Directions — Reproduce all of the items below word for word, leaving out the pictures.

Source information —
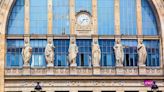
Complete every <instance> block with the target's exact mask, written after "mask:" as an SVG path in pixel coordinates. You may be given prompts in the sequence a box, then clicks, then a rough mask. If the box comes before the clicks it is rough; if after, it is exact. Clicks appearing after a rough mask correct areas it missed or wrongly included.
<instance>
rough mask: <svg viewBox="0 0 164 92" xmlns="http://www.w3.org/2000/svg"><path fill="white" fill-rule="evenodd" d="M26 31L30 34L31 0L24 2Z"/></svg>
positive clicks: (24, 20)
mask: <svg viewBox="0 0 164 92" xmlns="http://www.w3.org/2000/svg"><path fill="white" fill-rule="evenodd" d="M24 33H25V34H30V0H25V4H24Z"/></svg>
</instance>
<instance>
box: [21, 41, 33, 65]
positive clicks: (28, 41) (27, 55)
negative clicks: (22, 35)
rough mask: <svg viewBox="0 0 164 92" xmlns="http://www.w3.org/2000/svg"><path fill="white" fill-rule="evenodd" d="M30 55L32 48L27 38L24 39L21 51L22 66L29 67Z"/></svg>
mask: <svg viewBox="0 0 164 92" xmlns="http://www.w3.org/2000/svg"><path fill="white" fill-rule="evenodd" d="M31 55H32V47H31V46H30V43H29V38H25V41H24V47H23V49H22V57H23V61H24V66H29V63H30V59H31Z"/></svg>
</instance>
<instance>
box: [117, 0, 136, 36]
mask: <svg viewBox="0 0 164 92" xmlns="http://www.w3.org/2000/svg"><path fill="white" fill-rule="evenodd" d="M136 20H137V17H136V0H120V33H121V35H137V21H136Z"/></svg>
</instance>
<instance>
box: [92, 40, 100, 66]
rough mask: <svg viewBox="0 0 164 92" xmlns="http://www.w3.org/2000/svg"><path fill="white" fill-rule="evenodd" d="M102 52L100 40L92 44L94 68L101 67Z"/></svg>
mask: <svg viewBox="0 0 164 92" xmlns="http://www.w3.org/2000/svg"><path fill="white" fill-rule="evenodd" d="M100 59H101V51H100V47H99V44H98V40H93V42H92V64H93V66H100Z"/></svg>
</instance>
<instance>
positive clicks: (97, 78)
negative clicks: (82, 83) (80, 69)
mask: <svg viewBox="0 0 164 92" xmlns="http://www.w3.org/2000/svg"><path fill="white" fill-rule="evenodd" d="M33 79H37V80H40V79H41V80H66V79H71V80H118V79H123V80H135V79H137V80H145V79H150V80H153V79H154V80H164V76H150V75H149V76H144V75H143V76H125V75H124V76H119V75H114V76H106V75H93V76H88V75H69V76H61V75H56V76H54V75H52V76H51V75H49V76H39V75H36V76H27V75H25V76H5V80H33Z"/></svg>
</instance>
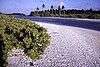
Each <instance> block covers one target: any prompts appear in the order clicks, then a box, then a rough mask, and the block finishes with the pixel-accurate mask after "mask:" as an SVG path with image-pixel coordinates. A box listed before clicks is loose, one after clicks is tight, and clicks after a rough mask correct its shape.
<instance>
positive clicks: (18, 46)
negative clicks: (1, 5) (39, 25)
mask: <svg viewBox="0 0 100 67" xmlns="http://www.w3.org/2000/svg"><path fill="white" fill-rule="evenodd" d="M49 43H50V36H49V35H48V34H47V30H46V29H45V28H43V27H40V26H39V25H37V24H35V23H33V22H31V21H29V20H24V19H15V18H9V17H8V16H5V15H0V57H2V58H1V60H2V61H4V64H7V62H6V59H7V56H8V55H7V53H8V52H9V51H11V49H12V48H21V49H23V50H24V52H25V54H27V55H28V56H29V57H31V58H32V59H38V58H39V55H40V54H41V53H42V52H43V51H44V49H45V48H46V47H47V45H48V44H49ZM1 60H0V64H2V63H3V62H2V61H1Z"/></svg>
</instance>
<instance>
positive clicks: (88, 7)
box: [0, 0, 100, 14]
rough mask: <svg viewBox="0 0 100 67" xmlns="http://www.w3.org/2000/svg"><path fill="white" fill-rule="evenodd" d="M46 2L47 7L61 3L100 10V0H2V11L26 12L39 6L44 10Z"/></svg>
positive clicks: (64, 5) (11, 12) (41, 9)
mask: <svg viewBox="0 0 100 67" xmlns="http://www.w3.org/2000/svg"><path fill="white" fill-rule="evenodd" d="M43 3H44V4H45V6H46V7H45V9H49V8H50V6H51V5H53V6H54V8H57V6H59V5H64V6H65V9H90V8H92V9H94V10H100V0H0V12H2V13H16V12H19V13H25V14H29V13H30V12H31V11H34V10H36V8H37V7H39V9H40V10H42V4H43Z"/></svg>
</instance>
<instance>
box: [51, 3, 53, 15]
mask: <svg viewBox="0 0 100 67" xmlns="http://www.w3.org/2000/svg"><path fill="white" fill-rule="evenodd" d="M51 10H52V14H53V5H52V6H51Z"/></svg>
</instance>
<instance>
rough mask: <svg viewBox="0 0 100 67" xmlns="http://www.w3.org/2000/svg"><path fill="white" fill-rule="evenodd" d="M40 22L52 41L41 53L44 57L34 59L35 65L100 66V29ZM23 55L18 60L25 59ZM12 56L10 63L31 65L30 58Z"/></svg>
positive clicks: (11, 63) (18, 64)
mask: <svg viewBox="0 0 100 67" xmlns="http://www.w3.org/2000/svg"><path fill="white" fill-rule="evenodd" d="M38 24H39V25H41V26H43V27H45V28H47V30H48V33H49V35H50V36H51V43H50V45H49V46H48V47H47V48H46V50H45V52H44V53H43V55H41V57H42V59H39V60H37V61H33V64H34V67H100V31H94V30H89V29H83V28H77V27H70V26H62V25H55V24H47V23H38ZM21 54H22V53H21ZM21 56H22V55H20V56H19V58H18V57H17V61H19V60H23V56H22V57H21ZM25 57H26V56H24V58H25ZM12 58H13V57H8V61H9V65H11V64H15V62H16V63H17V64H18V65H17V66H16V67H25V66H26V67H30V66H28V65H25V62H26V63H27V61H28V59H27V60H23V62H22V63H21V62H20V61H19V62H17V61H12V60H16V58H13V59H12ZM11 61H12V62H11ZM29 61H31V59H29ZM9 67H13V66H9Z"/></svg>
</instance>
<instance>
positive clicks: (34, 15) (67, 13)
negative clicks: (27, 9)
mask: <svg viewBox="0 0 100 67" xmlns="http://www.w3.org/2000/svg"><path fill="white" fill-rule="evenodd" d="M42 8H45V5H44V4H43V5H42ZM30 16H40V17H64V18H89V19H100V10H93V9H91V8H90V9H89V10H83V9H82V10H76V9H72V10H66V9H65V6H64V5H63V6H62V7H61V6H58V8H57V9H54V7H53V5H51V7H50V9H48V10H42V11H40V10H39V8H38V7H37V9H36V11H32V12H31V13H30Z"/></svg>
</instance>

Completed task —
Complete every <instance> block with the target's exact mask, written after "mask:" as an SVG path in pixel coordinates. You may be given prompts in the sequence a box, then clicks, then a rough mask. If the box comes before the clicks it is rough; if after, it is exact. Clicks appearing after a rough mask correct areas it missed or wrongly included.
<instance>
rough mask: <svg viewBox="0 0 164 92" xmlns="http://www.w3.org/2000/svg"><path fill="white" fill-rule="evenodd" d="M26 31L30 34L31 0L24 2Z"/></svg>
positive clicks: (24, 20)
mask: <svg viewBox="0 0 164 92" xmlns="http://www.w3.org/2000/svg"><path fill="white" fill-rule="evenodd" d="M24 33H25V34H30V0H25V4H24Z"/></svg>
</instance>
<instance>
box: [21, 41, 33, 65]
positive clicks: (28, 41) (27, 55)
negative clicks: (22, 35)
rough mask: <svg viewBox="0 0 164 92" xmlns="http://www.w3.org/2000/svg"><path fill="white" fill-rule="evenodd" d="M30 55L32 48L27 38L24 39L21 51L22 66L29 67Z"/></svg>
mask: <svg viewBox="0 0 164 92" xmlns="http://www.w3.org/2000/svg"><path fill="white" fill-rule="evenodd" d="M31 55H32V47H31V46H30V43H29V38H25V41H24V47H23V49H22V57H23V61H24V66H29V63H30V59H31Z"/></svg>
</instance>
<instance>
box: [117, 0, 136, 36]
mask: <svg viewBox="0 0 164 92" xmlns="http://www.w3.org/2000/svg"><path fill="white" fill-rule="evenodd" d="M136 20H137V17H136V0H120V33H121V35H137V21H136Z"/></svg>
</instance>
<instance>
box: [92, 40, 100, 66]
rough mask: <svg viewBox="0 0 164 92" xmlns="http://www.w3.org/2000/svg"><path fill="white" fill-rule="evenodd" d="M102 52L100 40L92 44L94 68L101 67Z"/></svg>
mask: <svg viewBox="0 0 164 92" xmlns="http://www.w3.org/2000/svg"><path fill="white" fill-rule="evenodd" d="M100 59H101V51H100V47H99V44H98V40H93V42H92V64H93V66H100Z"/></svg>
</instance>
<instance>
positive clicks: (97, 78)
negative clicks: (82, 83) (80, 69)
mask: <svg viewBox="0 0 164 92" xmlns="http://www.w3.org/2000/svg"><path fill="white" fill-rule="evenodd" d="M33 79H37V80H40V79H41V80H66V79H71V80H118V79H123V80H135V79H137V80H145V79H150V80H153V79H154V80H164V76H150V75H149V76H144V75H143V76H125V75H124V76H119V75H114V76H106V75H93V76H88V75H69V76H61V75H56V76H54V75H52V76H51V75H49V76H39V75H36V76H27V75H25V76H5V80H33Z"/></svg>
</instance>
Each <instance> block covers one target: any prompts appear in the order clicks, then a box, then a rough mask, and the block finishes with the pixel-accurate mask after "mask:" as an SVG path with image-pixel coordinates. A box listed before clicks is loose, one after clicks is tight, and clicks after a rough mask correct its shape.
<instance>
positive clicks: (18, 46)
negative clicks: (1, 5) (39, 25)
mask: <svg viewBox="0 0 100 67" xmlns="http://www.w3.org/2000/svg"><path fill="white" fill-rule="evenodd" d="M49 43H50V36H49V35H48V34H47V30H46V29H45V28H43V27H40V26H39V25H37V24H35V23H33V22H31V21H29V20H24V19H15V18H9V17H8V16H5V15H0V57H2V58H1V60H2V61H4V64H7V62H6V59H7V56H8V55H7V53H8V52H9V51H11V49H12V48H21V49H23V50H24V52H25V54H27V55H28V56H29V57H31V58H32V59H38V58H39V55H40V54H41V53H42V52H43V51H44V49H45V48H46V47H47V45H48V44H49ZM1 60H0V64H2V63H3V62H2V61H1Z"/></svg>
</instance>
<instance>
positive clicks: (88, 7)
box: [0, 0, 100, 14]
rough mask: <svg viewBox="0 0 100 67" xmlns="http://www.w3.org/2000/svg"><path fill="white" fill-rule="evenodd" d="M46 2L47 7L61 3L100 10V0H2V11L26 12L39 6L44 10Z"/></svg>
positive clicks: (64, 5) (11, 12) (41, 9)
mask: <svg viewBox="0 0 100 67" xmlns="http://www.w3.org/2000/svg"><path fill="white" fill-rule="evenodd" d="M43 3H44V4H45V6H46V7H45V9H49V8H50V6H51V5H53V6H54V8H57V6H59V5H64V6H65V9H90V8H92V9H94V10H100V0H0V12H2V13H16V12H19V13H25V14H29V13H30V12H31V11H34V10H36V8H37V7H39V9H40V10H42V4H43Z"/></svg>
</instance>
<instance>
box: [51, 3, 53, 15]
mask: <svg viewBox="0 0 100 67" xmlns="http://www.w3.org/2000/svg"><path fill="white" fill-rule="evenodd" d="M51 10H52V14H53V5H52V6H51Z"/></svg>
</instance>
<instance>
rough mask: <svg viewBox="0 0 100 67" xmlns="http://www.w3.org/2000/svg"><path fill="white" fill-rule="evenodd" d="M40 22L52 41L41 53L44 57L34 59L35 65L100 66V29ZM23 55L18 60L25 59ZM12 56L10 63L31 65L30 58Z"/></svg>
positive clicks: (11, 63) (18, 64)
mask: <svg viewBox="0 0 100 67" xmlns="http://www.w3.org/2000/svg"><path fill="white" fill-rule="evenodd" d="M38 24H39V25H41V26H43V27H45V28H47V30H48V33H49V35H50V36H51V43H50V45H49V46H48V47H47V48H46V50H45V52H44V53H43V55H41V57H42V59H39V60H37V61H33V64H34V67H100V31H94V30H89V29H83V28H77V27H70V26H62V25H55V24H47V23H38ZM21 54H22V53H21ZM21 56H22V55H20V56H19V58H18V57H17V61H19V60H23V56H22V57H21ZM25 57H26V56H24V58H25ZM12 58H13V57H8V61H9V65H11V64H15V62H16V63H17V64H18V65H17V66H16V67H25V66H26V67H30V66H28V65H25V62H26V63H27V61H28V59H27V60H23V62H22V63H21V62H20V61H19V62H17V61H12V60H16V58H13V59H12ZM11 61H12V62H11ZM29 61H31V59H29ZM9 67H13V66H9Z"/></svg>
</instance>
<instance>
positive clicks: (34, 15) (67, 13)
negative clicks: (27, 9)
mask: <svg viewBox="0 0 100 67" xmlns="http://www.w3.org/2000/svg"><path fill="white" fill-rule="evenodd" d="M42 8H45V5H44V4H43V5H42ZM30 16H40V17H64V18H89V19H100V10H93V9H91V8H90V9H89V10H83V9H82V10H76V9H72V10H66V9H65V6H64V5H63V6H62V7H61V6H58V8H57V9H54V7H53V5H51V7H50V9H48V10H42V11H40V10H39V8H38V7H37V9H36V11H32V12H31V13H30Z"/></svg>
</instance>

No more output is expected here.